• _Metin alıntısı_
- - - - - - -
Ama Kürtlerle dayanışmak, bu savaşı teşhir eden basın yayın organıyla birarada olmaları iktidarı sinirlendirdi. Çünkü onlar bizi yalnızlaştırarak dar bir çevreye sıkıştırmaktı. Hem savcılık hem de duruşma ifadelerinde “Onlar gazetecidir” dediler.
"Kürt meselesinde ayrı bir ses istenmiyor"
Savcılıkta ve mahkemede nasıl bir tutumla karşılaştınız?
Savcılar ve hakimler işlerini yapmıyor, korkuyorlar. Mesele kriminalize ederek ve yasadışı bir noktaya getirerek yargılama yapmak. İddianameye baktığımızda o yasadışı yapının benimle ya da gazeteyle hiçbir ilgisi yok.
Kürt meselesinde taraf olan ve yer yer kendisini şiddetle ifade eden politik bir yapıyla Türkiye Cumhuriyeti devleti İmralı’da masaya oturdu, muhatap kabul etti. Toplumda da karşılığı oldu bunun. Sonra yanlış siyasetle tekrarda şiddet ve çatışma sarmalına girilmiş.
Bu şiddetin sonucu olan hak ihlalleriyle ilgili diğer basın organları iktidarın yedeğine girmişlerdi, bunu biz dile getirdiğimiz için hoşuna gitmiyordu, Kürt meselesinde ayrı bir ses istemiyorlardı.
"Gazeteciler fason iddianamelerle yargılanıyor"
TIKLAYIN - İnan Kızılkaya'nın Özgür Gündem Savunması
“Sen örgütün talimatıyla gazetecilik yapıyorsun” diyorlar ama bir tane veri göstersinler. Ben gazeteciyim, bu işin okulunu okudum, kurum denetime tabi bir yayın organı, Beyoğlu’nun merkezinde yayın çıkarıyoruz, matbaamız belli, telefonlarımız dinleniyor, sürekli ifade veriyoruz.
Ama bu mesele hala orta yerde duruyor, bunu karartamazsın. Mahkemelerde bunu dile getirmeye çalıştık ama fason iddianamelerle üçüncü sınıf yargılama yapılıyor. Sadece bizim davamız değil, Cumhuriyet’in davası da bu şekilde. Somut bir kanıt yok “örgütün adına yayın yapma ihtimalin var” deniyor. Bu hukukun ya da siyasetin değil kurgunun, edebiyatın, sinemanın alanı. İddianame yerine senaryo yazsınlar, bir faydaları olur bu ülkeye.
"Tecrit iktidarın yaklaşımı"
Duruşmalarda tecritte kaldığını, savunma hakkının engellendiğini dile getirdin. Cezaevi koşulları nasıldı?
Gözaltına alındıktan sonra altı gün çok kötü bir yerde, Esenler Karakolu’nda kaldık. Nefes almakta zorlandığımız bir yerdi. Sonra tutuklandık. “İyi artık cezaevine gidiyoruz” dedik, önce Metris’e, sonra Silivri Cezaevi 5 No’luya en son da Silivri 9 No’lu Cezaevine gittik.
- - - - - - -
• _Görev listesi_
A. Söyleşide "TIKLAYIN - İnan" ile başlayıp "olur bu ülkeye." sözlerine kadar süren bölümü hiç değiştirmeden yeniden yazın.
B. Aşağıdaki ifadeler söyleşiyle uyuşuyor mu? Her biri için evet ya da hayır deyin ve söyleşiden belirleyici sözleri aynen alıntılayın.
(i) Gözaltından sonra altı gün Esenler Karakolu'nda kalınmış.
(ii) Gazete Kadıköy'de yayın çıkarıyor.
(iii) Tutuklananların ilk götürüldüğü yer Silivri 9 No'lu Cezaevi olmuş.
C. Söyleşiyi son cümlesinden sonrasıyla devam ettirin.
- - - - - - -
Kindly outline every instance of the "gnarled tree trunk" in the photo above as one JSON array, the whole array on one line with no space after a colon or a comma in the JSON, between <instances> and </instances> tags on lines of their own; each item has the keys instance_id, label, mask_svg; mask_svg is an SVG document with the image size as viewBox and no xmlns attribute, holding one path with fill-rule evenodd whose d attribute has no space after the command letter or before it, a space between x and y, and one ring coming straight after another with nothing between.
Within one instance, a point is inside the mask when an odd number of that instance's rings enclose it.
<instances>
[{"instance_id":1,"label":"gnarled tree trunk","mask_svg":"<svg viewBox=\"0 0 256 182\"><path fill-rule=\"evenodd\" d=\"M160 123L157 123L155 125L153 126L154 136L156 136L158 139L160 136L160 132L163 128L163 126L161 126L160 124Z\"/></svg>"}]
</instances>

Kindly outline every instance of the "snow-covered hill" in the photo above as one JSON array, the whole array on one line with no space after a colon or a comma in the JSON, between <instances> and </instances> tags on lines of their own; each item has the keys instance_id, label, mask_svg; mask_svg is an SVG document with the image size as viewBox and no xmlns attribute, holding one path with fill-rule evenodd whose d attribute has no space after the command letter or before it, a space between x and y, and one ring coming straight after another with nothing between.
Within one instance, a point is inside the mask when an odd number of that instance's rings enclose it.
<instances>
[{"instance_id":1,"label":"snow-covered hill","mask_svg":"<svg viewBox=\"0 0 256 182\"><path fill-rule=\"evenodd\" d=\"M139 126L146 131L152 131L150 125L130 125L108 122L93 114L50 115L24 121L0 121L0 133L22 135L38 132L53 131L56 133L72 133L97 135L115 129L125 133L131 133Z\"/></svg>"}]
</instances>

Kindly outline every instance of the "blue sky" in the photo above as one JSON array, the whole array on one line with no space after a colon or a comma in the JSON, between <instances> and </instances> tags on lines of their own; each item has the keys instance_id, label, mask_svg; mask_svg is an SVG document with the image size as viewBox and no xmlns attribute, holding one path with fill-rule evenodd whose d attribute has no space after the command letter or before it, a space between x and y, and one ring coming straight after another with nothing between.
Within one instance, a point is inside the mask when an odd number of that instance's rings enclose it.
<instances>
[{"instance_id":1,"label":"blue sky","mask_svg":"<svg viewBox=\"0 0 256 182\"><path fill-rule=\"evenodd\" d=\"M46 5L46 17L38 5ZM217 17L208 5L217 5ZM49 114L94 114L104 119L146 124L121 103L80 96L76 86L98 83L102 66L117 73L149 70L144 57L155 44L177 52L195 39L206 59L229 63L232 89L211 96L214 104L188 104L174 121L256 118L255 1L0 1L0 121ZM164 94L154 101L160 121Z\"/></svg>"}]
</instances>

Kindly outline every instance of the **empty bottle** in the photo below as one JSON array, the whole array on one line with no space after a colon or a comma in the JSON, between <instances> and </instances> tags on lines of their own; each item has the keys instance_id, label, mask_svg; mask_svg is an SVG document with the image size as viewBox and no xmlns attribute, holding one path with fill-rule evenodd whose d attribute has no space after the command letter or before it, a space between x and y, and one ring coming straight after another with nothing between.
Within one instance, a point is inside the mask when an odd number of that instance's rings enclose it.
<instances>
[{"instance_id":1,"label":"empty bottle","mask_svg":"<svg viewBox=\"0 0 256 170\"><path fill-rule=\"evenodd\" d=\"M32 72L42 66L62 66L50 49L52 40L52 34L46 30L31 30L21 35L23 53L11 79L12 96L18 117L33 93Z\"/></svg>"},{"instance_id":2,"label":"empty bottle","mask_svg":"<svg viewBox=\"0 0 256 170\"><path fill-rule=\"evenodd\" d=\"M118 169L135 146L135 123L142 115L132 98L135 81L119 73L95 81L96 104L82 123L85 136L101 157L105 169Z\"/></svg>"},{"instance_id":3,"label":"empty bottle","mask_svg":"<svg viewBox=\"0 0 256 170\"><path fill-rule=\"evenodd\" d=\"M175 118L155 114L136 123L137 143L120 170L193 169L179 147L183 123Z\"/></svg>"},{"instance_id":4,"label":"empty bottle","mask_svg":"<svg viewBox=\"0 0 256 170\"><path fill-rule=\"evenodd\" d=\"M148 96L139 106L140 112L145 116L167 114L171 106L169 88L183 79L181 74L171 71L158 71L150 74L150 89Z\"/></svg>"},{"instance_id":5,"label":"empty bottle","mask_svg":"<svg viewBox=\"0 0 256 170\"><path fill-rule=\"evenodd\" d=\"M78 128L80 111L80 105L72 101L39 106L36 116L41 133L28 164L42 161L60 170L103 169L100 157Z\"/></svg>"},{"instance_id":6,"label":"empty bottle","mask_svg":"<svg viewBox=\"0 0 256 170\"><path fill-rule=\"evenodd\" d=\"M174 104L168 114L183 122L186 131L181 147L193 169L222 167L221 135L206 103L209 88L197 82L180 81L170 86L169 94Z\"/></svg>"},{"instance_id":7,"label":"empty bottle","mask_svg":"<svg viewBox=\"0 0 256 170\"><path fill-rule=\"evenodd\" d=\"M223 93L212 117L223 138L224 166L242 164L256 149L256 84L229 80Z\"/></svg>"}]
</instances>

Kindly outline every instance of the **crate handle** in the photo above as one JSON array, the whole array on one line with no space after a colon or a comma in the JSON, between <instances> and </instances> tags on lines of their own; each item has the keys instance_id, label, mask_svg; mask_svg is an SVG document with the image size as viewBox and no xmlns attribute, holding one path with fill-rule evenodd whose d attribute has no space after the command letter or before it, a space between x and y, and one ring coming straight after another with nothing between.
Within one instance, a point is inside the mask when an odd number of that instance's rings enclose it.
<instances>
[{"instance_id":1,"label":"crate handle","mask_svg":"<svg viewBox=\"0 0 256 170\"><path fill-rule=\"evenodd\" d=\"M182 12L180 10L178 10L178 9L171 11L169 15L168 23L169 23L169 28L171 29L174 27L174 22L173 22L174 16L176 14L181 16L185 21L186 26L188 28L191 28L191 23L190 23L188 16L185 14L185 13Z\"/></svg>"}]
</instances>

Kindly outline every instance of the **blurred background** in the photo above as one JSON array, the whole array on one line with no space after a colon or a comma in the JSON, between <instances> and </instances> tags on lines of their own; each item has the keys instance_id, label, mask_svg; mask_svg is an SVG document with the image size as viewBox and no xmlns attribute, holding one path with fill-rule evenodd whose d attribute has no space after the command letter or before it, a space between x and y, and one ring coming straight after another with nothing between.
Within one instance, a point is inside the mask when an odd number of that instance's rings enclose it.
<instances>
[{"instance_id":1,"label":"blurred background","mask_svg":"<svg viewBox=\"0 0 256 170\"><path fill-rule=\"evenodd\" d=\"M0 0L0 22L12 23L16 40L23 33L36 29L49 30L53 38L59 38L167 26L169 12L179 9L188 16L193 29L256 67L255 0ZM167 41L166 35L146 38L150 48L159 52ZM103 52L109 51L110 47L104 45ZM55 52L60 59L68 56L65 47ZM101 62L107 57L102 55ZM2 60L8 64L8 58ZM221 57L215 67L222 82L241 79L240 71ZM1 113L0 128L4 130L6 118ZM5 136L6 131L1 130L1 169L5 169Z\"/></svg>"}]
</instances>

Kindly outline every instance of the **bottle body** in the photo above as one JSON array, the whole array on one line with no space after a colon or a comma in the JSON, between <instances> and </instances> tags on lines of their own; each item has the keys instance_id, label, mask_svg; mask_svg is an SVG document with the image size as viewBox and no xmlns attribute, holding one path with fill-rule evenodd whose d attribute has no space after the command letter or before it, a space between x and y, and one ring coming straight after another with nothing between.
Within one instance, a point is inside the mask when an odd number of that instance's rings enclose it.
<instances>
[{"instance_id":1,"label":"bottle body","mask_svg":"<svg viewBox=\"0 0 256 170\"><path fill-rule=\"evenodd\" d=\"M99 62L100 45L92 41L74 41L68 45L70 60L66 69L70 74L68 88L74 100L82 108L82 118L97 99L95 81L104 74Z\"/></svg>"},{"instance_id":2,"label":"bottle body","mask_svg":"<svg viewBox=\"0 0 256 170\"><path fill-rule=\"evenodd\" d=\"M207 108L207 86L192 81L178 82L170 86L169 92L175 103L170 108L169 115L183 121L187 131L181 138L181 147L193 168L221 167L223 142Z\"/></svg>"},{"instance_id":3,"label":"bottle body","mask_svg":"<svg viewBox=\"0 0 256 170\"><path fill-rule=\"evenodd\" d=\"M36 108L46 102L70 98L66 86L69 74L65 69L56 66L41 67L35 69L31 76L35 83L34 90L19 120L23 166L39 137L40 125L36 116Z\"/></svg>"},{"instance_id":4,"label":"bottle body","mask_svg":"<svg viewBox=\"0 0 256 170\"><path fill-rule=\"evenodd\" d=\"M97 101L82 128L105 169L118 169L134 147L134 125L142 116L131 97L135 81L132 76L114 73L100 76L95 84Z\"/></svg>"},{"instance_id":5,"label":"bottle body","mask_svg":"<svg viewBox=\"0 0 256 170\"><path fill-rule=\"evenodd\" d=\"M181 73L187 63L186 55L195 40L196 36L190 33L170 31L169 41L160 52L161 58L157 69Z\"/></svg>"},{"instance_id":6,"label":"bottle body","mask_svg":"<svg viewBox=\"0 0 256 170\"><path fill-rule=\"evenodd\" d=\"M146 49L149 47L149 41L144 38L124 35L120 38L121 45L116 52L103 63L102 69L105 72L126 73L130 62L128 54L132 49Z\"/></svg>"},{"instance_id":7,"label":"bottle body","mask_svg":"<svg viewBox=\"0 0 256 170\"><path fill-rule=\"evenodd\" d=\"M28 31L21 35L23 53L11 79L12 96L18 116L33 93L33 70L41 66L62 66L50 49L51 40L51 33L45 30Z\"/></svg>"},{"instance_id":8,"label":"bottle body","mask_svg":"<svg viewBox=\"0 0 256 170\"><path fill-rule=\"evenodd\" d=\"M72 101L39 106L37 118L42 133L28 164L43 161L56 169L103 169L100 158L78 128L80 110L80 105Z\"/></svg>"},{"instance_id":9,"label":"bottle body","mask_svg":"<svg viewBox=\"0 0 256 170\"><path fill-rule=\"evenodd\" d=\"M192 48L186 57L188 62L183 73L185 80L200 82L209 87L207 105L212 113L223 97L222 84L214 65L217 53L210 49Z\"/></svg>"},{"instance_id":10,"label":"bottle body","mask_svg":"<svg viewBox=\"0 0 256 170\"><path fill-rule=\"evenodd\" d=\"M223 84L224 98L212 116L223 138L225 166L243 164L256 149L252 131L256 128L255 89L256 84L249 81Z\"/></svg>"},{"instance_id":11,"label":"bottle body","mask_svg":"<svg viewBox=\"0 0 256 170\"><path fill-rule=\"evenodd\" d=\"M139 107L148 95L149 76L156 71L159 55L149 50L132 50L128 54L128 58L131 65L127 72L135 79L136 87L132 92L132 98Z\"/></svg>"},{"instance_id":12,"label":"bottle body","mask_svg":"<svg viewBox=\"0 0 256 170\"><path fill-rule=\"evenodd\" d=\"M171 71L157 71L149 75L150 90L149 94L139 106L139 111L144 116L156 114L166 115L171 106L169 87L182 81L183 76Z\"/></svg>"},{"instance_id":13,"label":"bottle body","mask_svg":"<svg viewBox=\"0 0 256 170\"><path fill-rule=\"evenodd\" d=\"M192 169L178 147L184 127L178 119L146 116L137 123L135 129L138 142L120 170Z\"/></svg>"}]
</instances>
- - - - - - -
• _Beklenen sonuçlar_
A.
TIKLAYIN - İnan Kızılkaya'nın Özgür Gündem Savunması
“Sen örgütün talimatıyla gazetecilik yapıyorsun” diyorlar ama bir tane veri göstersinler. Ben gazeteciyim, bu işin okulunu okudum, kurum denetime tabi bir yayın organı, Beyoğlu’nun merkezinde yayın çıkarıyoruz, matbaamız belli, telefonlarımız dinleniyor, sürekli ifade veriyoruz.
Ama bu mesele hala orta yerde duruyor, bunu karartamazsın. Mahkemelerde bunu dile getirmeye çalıştık ama fason iddianamelerle üçüncü sınıf yargılama yapılıyor. Sadece bizim davamız değil, Cumhuriyet’in davası da bu şekilde. Somut bir kanıt yok “örgütün adına yayın yapma ihtimalin var” deniyor. Bu hukukun ya da siyasetin değil kurgunun, edebiyatın, sinemanın alanı. İddianame yerine senaryo yazsınlar, bir faydaları olur bu ülkeye.

B.
(i) Evet: "Gözaltına alındıktan sonra altı gün çok kötü bir yerde, Esenler Karakolu’nda kaldık."
(ii) Hayır: "Beyoğlu’nun merkezinde yayın çıkarıyoruz"
(iii) Hayır: "önce Metris’e, sonra Silivri Cezaevi 5 No’luya en son da Silivri 9 No’lu Cezaevine gittik."

C.
9 No’lunun koşulları farklı tabi. F tiplerinin kendisi zaten tecrittir. Mekansal tasarımı ve sosyal boyutu itibariyle tecrittir, sizin diğer insanlarla temasınızı, sosyal varlık olarak kimliğinizi dejenere etmeyi amaçlar. İki- üç ay uygulamalar hiç iyi değildi, mektup alamadım. Çok az mektup aldım ama gelen mektuplar da “n’aber-nasılsın” şeklindeydi. Kitap durumu çok sıkıntılıydı. Bir gazeteci için kitap ve yayın verilmemesi, televizyon olmaması çok büyük zulüm. Bunlar zamanla düzeldi.
Ben ilk olarak Zana Bilir ile kalıyordum, o tahliye olduktan sonra Ahmet Şık ile 18-19 gün kaldım. Son dört ay tek kaldım. Spor faaliyeti hiç yok. Bana “ya tek çık, ya da yanındakiyle çık” diyor. Ben 6 ay zaten o kişiyle görüşüyor, konuşuyorum, artık başkalarıyla sohbet etmek istiyorum.
Bu sadece benim durumum değil, diğer gazeteciler de tecritte. Cumhuriyet, Deniz Yücel de bu durumda. Birileri çıktı diye bunu unutmamak lazım.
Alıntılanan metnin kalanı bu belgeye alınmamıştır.